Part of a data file
·····
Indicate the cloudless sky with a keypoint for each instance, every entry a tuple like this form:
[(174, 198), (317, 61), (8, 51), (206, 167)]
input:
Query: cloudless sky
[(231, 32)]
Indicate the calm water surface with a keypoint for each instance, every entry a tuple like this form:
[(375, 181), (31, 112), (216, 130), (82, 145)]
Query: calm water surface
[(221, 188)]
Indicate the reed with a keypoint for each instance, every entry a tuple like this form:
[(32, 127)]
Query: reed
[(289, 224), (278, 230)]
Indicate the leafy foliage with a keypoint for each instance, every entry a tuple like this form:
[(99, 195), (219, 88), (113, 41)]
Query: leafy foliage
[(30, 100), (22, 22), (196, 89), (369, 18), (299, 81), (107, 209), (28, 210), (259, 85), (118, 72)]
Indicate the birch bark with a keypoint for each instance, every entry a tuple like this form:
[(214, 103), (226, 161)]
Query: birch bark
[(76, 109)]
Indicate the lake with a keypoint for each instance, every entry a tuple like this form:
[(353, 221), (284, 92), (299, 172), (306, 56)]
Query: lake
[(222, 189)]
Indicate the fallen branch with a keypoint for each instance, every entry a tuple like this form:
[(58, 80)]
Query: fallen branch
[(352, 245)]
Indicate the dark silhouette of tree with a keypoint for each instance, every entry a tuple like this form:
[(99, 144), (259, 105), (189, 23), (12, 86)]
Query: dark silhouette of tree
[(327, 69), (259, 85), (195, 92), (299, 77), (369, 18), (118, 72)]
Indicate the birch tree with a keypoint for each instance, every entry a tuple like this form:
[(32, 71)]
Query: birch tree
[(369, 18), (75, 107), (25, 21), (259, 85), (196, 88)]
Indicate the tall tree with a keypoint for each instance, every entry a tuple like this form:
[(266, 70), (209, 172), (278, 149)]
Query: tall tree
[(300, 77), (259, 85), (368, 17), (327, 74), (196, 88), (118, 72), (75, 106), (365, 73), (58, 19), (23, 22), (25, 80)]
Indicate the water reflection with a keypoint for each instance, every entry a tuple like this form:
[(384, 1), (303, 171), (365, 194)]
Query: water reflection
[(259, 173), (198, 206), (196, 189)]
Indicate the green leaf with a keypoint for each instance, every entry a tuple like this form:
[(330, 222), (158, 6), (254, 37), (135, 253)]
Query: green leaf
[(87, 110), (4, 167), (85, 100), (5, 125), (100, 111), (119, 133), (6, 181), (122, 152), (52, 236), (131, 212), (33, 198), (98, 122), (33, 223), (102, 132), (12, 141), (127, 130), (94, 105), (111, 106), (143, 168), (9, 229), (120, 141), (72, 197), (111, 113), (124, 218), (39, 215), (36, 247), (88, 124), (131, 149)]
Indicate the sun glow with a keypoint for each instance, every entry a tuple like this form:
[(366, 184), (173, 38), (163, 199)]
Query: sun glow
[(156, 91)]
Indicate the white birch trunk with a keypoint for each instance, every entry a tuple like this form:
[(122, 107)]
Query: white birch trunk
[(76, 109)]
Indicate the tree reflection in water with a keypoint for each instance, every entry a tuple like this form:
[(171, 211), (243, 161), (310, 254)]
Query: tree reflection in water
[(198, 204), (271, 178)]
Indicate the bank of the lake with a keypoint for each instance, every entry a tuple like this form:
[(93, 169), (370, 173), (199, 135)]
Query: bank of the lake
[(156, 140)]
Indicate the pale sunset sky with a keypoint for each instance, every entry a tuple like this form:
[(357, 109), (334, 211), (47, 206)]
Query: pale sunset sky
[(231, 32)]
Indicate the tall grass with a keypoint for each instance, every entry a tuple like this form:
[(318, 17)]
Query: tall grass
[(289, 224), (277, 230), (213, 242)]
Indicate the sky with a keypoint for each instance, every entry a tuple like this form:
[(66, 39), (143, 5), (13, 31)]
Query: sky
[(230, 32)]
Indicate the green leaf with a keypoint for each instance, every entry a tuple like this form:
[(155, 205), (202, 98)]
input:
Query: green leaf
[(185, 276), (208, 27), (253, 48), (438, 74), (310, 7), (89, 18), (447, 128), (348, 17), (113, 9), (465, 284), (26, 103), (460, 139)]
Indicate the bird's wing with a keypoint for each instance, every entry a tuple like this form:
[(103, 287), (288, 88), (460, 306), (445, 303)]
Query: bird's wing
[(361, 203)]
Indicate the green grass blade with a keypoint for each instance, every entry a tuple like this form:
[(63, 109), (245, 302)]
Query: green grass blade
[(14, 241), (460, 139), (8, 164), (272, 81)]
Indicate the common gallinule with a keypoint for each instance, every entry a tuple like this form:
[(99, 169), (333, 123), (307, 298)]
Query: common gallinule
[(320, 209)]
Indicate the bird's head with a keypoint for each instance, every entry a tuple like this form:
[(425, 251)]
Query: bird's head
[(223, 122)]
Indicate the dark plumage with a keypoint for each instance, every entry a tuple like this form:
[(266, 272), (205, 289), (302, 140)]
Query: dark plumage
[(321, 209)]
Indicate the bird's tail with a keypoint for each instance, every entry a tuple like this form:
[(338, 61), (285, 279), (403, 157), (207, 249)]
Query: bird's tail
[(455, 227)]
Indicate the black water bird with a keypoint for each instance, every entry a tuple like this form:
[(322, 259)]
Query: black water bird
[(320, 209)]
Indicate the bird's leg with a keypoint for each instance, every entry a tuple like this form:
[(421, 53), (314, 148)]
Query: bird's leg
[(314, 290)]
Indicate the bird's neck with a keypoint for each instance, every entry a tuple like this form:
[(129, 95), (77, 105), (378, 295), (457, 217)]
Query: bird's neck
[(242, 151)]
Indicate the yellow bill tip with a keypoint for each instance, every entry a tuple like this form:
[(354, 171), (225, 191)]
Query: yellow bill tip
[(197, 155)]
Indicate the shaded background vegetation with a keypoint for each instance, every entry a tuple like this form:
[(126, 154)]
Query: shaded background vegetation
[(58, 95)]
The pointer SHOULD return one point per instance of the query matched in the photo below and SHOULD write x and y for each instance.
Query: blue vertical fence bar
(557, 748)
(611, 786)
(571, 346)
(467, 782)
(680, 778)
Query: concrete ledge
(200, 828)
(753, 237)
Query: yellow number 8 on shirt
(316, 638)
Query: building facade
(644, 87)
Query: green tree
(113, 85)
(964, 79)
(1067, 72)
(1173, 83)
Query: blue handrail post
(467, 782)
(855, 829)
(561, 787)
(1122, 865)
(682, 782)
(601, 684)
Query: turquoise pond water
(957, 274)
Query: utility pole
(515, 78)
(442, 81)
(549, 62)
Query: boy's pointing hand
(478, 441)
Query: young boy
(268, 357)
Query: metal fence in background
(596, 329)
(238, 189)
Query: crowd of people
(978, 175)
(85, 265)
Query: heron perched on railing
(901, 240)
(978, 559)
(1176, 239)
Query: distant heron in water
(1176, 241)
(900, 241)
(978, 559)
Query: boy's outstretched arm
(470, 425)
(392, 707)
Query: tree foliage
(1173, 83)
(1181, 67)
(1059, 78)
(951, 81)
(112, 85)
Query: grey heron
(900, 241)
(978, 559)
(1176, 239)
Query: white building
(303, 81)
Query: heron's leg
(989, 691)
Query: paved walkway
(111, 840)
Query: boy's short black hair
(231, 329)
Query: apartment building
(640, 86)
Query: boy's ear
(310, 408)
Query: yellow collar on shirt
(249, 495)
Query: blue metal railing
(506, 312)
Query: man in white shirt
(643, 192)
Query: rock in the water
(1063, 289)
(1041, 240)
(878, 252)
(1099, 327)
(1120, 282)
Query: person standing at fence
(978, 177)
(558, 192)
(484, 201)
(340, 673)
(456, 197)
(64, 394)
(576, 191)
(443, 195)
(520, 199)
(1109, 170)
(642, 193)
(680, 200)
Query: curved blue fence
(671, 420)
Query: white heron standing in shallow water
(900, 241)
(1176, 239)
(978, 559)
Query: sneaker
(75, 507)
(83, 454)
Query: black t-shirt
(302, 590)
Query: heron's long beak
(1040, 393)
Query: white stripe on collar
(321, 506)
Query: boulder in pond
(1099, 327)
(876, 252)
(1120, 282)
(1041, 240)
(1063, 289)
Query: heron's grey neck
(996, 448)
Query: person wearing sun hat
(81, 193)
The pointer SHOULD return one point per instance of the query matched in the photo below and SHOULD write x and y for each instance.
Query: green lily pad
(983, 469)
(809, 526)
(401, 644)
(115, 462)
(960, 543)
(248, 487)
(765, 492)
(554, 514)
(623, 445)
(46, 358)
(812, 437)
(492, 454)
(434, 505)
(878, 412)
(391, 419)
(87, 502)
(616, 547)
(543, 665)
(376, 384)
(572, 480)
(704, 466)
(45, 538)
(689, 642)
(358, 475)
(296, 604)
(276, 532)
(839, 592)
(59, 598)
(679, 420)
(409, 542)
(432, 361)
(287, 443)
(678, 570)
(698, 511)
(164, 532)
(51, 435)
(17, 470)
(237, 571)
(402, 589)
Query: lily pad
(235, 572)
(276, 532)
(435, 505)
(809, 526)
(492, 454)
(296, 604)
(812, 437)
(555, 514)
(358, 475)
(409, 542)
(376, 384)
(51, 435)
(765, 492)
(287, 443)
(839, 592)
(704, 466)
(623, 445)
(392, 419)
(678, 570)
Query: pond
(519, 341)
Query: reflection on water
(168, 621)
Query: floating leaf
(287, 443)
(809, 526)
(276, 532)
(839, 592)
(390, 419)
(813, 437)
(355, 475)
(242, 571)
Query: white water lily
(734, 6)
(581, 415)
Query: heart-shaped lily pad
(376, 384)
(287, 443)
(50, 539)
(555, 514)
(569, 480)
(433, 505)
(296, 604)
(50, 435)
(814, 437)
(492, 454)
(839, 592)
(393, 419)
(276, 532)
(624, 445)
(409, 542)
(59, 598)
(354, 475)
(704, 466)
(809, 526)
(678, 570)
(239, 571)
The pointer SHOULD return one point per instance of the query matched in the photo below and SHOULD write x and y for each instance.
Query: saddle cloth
·····
> **Written instruction**
Please copy the listing lines that begin at the line containing "Indicate the lake" and stop after the line containing "[(222, 189)]", replacing "keypoint" with "marker" and leaving everything else unchanged.

> **Final result**
Indicate the lake with a marker for each instance, every entry a tuple like this form:
[(353, 221), (284, 92), (299, 172), (306, 56)]
Query: lake
[(222, 189)]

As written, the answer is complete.